Sharan Harsoor
Principal Machine Learning Engineer at Red Hat's Data & AI team in Bangalore, building LLM-based systems, RAG pipelines, and agentic workflows. With 11+ years spanning AI, ML, and data engineering, he's passionate about sharing real-world architectures that actually work in production.
Session
Enterprise RAG systems fail not because of LLM limitations, but due to a critical overlooked foundation: content segmentation. Organizations invest heavily in sophisticated retrieval architectures while using naive character-count splitting that destroys semantic coherence. Contract clauses severed mid-sentence, code functions fragmented, medical narratives broken apart; these segmentation failures cause hallucinations, inconsistent responses, and lost user trust.
This session demonstrates why intelligent content segmentation has emerged as a critical engineering discipline for production AI systems. Through live demonstrations, we compare the same enterprise knowledge base processed with naive splitting versus semantic-aware segmentation, measuring the impact on retrieval accuracy (40-60% improvement), hallucination rates, and query success.
We present production-ready architectural patterns that attendees can implement immediately: semantic-aware splitting that preserves document structure and domain logic, streaming pipelines for processing large files that exceed RAM capacity, adaptive optimization through retrieval feedback loops, and multimodal handling across text, code, and structured documents.
To prove these patterns work at scale, we've released an open-source implementation available on GitHub and PyPI (pip install chunking-strategy). The codebase demonstrates thread-safe parallel processing, comprehensive error handling, and clean abstractions teams can customize for their domains no vendor lock-in, just production-quality code you can own and extend.

LISTED RECORDS =
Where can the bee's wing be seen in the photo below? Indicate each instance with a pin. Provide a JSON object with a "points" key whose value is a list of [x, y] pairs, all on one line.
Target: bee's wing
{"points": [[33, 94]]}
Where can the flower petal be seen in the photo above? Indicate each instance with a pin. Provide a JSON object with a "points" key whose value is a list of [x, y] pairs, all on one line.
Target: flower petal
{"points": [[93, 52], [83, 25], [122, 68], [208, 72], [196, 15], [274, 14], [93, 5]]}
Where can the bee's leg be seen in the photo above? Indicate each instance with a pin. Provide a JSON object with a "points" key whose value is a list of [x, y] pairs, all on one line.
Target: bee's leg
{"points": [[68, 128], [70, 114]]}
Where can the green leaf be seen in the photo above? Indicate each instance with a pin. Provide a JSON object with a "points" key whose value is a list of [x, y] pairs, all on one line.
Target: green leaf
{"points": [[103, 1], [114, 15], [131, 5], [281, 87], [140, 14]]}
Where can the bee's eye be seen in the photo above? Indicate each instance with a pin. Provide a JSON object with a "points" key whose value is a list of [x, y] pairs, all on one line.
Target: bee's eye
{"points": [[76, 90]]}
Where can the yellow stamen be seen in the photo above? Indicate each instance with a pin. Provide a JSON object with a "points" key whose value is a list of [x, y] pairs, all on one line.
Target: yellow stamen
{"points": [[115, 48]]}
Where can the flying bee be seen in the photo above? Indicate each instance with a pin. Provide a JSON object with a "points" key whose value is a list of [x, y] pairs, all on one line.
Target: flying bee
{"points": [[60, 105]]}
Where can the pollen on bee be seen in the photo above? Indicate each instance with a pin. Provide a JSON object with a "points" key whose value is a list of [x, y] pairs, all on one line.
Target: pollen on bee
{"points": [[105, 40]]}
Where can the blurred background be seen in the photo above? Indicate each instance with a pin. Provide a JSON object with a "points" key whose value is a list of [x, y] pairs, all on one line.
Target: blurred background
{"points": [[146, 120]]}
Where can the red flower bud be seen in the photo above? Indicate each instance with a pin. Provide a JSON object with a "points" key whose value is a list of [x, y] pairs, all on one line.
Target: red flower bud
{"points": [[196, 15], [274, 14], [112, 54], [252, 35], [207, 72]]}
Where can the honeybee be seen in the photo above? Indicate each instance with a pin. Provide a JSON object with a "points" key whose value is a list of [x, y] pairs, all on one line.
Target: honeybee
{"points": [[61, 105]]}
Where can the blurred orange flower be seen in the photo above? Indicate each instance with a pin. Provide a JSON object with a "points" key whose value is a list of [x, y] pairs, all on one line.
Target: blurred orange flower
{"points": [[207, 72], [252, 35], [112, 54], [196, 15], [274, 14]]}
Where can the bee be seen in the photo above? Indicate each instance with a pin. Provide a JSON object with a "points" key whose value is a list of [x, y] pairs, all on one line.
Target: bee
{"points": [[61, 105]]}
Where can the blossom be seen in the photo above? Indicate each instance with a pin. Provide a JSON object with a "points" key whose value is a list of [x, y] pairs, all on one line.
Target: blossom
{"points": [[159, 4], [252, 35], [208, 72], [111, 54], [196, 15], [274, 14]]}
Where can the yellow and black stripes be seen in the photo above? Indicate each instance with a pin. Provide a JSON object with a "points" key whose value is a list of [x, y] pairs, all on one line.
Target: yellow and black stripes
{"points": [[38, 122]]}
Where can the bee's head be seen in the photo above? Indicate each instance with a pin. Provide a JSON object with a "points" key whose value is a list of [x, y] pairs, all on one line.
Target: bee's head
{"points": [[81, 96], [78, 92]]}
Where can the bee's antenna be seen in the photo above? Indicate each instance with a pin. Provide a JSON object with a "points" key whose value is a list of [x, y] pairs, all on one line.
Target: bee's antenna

WHAT YOU SHOULD DO =
Reproduce the passage on content segmentation for RAG systems above, from "This session demonstrates" to "and structured documents.", word for word.

RESULT =
This session demonstrates why intelligent content segmentation has emerged as a critical engineering discipline for production AI systems. Through live demonstrations, we compare the same enterprise knowledge base processed with naive splitting versus semantic-aware segmentation, measuring the impact on retrieval accuracy (40-60% improvement), hallucination rates, and query success.
We present production-ready architectural patterns that attendees can implement immediately: semantic-aware splitting that preserves document structure and domain logic, streaming pipelines for processing large files that exceed RAM capacity, adaptive optimization through retrieval feedback loops, and multimodal handling across text, code, and structured documents.